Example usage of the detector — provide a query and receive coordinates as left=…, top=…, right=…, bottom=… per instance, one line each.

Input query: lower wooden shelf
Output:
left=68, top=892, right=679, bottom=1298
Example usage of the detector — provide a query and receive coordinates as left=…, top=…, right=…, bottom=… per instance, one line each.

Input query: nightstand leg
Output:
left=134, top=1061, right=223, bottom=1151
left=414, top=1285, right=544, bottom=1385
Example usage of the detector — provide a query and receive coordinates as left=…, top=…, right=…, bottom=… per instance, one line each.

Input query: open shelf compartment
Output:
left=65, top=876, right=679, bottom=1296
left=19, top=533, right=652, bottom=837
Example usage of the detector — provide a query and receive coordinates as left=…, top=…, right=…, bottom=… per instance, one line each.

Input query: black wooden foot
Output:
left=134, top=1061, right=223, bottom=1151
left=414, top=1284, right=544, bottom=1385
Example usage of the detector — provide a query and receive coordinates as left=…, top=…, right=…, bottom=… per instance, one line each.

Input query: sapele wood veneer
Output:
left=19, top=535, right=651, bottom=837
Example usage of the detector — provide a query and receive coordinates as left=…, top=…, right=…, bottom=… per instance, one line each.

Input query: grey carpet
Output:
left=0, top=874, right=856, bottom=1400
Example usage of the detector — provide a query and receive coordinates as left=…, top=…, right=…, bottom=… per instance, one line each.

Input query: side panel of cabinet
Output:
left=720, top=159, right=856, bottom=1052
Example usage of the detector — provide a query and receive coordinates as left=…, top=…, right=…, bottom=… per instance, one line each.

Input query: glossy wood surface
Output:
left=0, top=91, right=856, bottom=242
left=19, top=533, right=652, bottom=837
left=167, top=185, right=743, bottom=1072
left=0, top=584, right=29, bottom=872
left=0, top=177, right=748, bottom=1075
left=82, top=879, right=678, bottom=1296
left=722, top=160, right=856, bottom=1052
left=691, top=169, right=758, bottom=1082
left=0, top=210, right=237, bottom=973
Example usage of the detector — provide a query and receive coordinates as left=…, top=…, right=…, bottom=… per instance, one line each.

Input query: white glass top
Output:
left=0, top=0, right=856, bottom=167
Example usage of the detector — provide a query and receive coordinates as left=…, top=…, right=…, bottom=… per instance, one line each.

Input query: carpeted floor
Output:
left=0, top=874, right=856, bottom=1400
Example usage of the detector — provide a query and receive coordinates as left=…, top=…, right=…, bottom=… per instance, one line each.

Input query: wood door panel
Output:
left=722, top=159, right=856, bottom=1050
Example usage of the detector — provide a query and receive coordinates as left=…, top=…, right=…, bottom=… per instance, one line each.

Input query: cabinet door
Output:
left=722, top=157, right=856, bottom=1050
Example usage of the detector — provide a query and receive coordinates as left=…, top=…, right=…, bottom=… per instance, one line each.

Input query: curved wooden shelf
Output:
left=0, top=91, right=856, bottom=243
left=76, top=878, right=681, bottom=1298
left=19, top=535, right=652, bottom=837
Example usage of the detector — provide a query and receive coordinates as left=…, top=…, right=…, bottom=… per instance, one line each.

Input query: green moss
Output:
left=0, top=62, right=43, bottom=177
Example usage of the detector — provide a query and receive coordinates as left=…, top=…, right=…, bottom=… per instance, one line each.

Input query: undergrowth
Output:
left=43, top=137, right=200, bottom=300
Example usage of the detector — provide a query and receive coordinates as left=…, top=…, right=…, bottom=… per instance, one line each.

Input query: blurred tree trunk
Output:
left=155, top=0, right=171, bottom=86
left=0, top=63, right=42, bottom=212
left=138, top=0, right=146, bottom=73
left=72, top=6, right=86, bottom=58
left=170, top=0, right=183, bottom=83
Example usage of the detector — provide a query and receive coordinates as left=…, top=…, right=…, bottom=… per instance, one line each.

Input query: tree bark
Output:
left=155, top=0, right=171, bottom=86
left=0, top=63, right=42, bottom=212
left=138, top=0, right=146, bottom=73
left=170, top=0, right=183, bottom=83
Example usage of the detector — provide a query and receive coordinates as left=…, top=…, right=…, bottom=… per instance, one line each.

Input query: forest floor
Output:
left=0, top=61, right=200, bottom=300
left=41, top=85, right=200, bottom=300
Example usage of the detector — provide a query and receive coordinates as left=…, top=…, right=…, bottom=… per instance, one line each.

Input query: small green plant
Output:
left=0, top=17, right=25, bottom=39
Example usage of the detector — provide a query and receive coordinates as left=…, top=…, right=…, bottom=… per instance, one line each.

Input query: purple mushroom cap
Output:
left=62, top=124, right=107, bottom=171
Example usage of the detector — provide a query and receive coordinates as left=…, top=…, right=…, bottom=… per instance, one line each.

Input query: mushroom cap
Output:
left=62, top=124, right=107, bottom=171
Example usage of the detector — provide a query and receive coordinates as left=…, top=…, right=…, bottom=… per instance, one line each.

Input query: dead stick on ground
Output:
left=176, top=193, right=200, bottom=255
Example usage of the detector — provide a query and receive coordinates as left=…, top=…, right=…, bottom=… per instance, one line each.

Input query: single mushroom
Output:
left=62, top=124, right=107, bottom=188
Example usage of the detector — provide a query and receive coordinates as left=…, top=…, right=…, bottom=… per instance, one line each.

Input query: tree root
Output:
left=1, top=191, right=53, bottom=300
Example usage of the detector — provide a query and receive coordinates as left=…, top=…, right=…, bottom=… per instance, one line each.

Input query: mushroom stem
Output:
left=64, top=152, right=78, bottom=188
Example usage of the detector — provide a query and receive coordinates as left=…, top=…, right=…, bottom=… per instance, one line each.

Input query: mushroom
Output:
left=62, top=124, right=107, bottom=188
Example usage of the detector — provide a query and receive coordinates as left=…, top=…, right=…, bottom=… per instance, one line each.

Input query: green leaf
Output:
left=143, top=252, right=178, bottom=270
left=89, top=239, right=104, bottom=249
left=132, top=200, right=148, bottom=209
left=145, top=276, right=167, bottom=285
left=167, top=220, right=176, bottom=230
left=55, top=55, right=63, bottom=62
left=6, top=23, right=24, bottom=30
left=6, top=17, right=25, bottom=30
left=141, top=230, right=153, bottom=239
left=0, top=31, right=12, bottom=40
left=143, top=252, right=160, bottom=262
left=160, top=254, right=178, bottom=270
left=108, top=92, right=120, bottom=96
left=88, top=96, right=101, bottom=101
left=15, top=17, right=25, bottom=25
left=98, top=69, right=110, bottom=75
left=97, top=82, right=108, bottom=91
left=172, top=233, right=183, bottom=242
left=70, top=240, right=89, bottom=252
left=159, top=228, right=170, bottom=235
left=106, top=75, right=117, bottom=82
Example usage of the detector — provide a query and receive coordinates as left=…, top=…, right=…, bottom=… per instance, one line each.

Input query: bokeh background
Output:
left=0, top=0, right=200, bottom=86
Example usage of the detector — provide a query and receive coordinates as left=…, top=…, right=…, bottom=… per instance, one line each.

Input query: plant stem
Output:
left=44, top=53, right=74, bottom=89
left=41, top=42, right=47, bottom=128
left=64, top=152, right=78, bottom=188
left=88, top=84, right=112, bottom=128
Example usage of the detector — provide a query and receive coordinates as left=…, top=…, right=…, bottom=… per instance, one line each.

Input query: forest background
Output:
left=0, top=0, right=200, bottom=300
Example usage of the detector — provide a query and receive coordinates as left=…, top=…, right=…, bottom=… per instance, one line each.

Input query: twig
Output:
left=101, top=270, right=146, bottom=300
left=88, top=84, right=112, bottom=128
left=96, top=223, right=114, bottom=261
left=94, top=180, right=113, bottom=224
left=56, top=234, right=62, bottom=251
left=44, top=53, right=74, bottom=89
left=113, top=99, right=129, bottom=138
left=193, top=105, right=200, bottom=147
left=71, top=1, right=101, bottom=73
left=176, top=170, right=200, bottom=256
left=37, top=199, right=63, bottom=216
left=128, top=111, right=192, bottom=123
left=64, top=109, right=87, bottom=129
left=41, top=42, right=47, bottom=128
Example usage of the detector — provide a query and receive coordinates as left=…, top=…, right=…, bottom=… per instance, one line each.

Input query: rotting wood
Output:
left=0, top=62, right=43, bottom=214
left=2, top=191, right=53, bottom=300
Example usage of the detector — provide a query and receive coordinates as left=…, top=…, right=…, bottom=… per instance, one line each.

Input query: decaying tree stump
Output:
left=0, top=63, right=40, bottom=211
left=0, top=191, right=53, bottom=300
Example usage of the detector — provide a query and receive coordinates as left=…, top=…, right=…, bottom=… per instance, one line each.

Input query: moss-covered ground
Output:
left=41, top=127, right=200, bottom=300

● ● ●

## [Goal]
Present the lines of the entries above as a numbered list, starting at the very first line and ending at the line that contains "left=19, top=535, right=651, bottom=837", and leave out the blank lines.

## [Complete output]
1. Example usage of the detector — provide a query and receive coordinates as left=…, top=…, right=…, bottom=… per instance, one line each.
2. Input query: lower wooden shelf
3. Output:
4. left=68, top=892, right=679, bottom=1298
5. Example usage of the detector — provide a query and receive coordinates as left=…, top=…, right=…, bottom=… per instance, one line each.
6. Input query: nightstand leg
7. Output:
8. left=134, top=1061, right=223, bottom=1151
9. left=414, top=1285, right=544, bottom=1385
10. Example usage of the detector — provide a query and receive coordinates as left=…, top=…, right=…, bottom=… per instance, one line each.
11. Input query: open shelf compartment
12. Output:
13. left=65, top=876, right=679, bottom=1296
14. left=19, top=533, right=652, bottom=837
15. Example usage of the detector — provide a query and receive coordinates as left=…, top=…, right=…, bottom=… per instance, one line each.
16. Input query: black wooden foot
17. Output:
18. left=134, top=1061, right=223, bottom=1151
19. left=414, top=1284, right=544, bottom=1385
20. Example usage of the detector — provide a query and receive coordinates as left=…, top=…, right=…, bottom=… per instance, one line each.
21. Input query: sapele wood veneer
22. Output:
23. left=19, top=535, right=651, bottom=837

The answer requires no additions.